__Written instruction 1__.
Answer these questions from the Silver Blaze text:
(a) What cash prize does the winner of the race receive?
(b) Who has been apprehended for the trainer's murder?
(c) In which issue of Strand magazine did The Adventure of Silver Blaze appear?
-- start of Source --
It's the main event of the 1890 horse racing season. All odds favour the great Silver Blaze, a descendant of the immortal Sonomy and every bit as successful as his famous ancestor. The winner receives the coveted Wessex Plate (or Cup) and a cash prize exceeding £1,000. There are only a few days remaining before the race, and national excitement and anticipation is at a fever pitch when...Silver Blaze disappears, the stable boy assigned to stand guard is drugged, and the horse's trainer is found dead on the moor with his head smashed in by a heavy weapon.
Despite diligent searching by the local constabulary, including interrogation of the gypsies who wander on the lonely moor, no trace of Silver Blaze beyond his hoofprints near the dead man's body can be found. The horse has simply vanished into thin air. A suspect, a tout named Fitzroy Simpson, has been apprehended for the trainer's murder and the local police believe they have a strong case against him. But Sherlock Holmes says that a clever lawyer could tear their case to tatters, and assures the horse's owner that Silver Blaze will mysteriously reappear in time to run in the Wessex Plate race.
What do a curious surgical knife, the stump of a burnt match, a dog that did nothing in the night-time, and an epidemic of lameness in a herd of sheep have to do with the solution to this bizarre mystery? The Hounds will course hard on the heels of the solution, and on their way will unravel false scents and trails that double back upon themselves.
In a few minutes the Mâitre de Chasse will release the Hounds, who have run swift and true on many a trail, and have not yet been denied their quarry. Dr. Watson's introduction to the Holmes case among the Memoirs of Sherlock Holmes called The Adventure of Silver Blaze (Strand magazine December 1892) is succinct and impossible to improve upon: "There was but one problem before the public which could challenge his powers of analysis, and that was the singular disappearance of the favourite for the Wessex Cup, and the tragic murder of its trainer."
As the story unfolds we are taken along for a ride that is constantly on the move across moors, woods, through stables, and a landscape of characters and voices that is rich and evocative of an age of sports rivalries we can fondly recall long after they have passed from the scene. Doyle – and Brit actor/interpreter David Ian Davies – give us brief glimpses into the workings of the detective's mind. But, as always, the facts fall into line only after Holmes has pieced them properly together.
-- end of Source --
__Written instruction 2__. Carry over the listing lines starting at the line that contains "occurrence of framed" and ending at the line that contains "(607, 473), (640, 556)", both included, with the requests kept as they are. Add 133 to every coordinate in the answers, and give only those lines.
-- start of Material for this task --
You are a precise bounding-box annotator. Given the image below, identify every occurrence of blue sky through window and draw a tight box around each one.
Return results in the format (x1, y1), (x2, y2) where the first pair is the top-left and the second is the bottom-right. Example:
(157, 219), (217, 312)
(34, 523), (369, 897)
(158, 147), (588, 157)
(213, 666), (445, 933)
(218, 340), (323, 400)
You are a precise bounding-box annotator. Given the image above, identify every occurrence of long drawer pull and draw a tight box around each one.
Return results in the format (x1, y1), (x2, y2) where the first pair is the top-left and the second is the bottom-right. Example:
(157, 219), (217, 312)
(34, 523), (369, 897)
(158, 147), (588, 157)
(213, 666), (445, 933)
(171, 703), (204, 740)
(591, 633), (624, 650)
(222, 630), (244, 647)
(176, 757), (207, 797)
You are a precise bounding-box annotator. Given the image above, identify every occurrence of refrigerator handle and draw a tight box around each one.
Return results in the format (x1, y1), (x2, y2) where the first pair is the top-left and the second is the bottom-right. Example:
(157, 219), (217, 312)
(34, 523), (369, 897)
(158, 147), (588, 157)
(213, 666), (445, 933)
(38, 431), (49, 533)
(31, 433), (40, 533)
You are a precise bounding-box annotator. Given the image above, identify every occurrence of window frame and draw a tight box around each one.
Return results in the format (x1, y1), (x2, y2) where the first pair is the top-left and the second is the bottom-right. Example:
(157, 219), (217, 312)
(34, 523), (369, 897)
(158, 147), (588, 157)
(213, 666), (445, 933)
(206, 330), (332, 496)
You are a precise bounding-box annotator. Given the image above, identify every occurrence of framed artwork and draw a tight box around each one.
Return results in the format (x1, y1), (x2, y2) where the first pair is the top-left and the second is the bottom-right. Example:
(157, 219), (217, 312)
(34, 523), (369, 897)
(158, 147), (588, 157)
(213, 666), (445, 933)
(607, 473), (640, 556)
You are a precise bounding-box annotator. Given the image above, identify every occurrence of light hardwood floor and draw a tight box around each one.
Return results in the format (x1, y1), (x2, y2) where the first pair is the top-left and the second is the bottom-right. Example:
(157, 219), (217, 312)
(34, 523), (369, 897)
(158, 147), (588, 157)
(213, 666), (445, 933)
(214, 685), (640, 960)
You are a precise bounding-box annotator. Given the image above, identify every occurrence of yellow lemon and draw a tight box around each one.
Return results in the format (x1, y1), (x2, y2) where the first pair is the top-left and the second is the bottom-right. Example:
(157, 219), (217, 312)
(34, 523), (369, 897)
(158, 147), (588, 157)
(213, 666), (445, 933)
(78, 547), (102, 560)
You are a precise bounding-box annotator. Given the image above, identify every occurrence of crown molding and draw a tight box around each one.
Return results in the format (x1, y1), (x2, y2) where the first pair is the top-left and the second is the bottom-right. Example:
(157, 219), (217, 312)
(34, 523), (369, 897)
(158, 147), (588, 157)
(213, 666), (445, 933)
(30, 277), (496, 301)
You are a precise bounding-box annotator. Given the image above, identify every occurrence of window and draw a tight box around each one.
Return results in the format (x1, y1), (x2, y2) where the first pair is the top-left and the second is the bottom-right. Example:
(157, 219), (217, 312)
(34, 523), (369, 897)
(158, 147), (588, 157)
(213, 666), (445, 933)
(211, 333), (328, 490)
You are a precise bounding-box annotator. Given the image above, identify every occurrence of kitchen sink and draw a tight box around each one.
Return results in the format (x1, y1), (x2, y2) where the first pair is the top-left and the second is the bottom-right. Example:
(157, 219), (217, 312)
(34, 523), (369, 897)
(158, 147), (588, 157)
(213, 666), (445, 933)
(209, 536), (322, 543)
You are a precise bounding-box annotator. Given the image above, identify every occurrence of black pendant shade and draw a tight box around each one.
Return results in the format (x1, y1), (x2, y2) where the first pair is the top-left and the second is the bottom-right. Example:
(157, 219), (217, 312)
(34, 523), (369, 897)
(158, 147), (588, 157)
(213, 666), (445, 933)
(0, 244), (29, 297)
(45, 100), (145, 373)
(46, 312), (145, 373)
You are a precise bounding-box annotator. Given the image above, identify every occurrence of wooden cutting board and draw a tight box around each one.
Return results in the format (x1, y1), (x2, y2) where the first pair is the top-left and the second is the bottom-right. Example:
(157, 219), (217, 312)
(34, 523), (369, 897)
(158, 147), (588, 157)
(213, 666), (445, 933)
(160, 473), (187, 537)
-- end of Material for this task --
__Full solution 1__.
(a) A cash prize exceeding £1,000.
(b) A tout named Fitzroy Simpson.
(c) The December 1892 issue.

__Full solution 2__.
You are a precise bounding-box annotator. Given the image above, identify every occurrence of framed artwork and draw a tight box around each one.
Return results in the format (x1, y1), (x2, y2) where the first pair is the top-left and the second is the bottom-right. Example:
(157, 219), (217, 312)
(34, 523), (369, 897)
(158, 147), (588, 157)
(213, 666), (445, 933)
(740, 606), (773, 689)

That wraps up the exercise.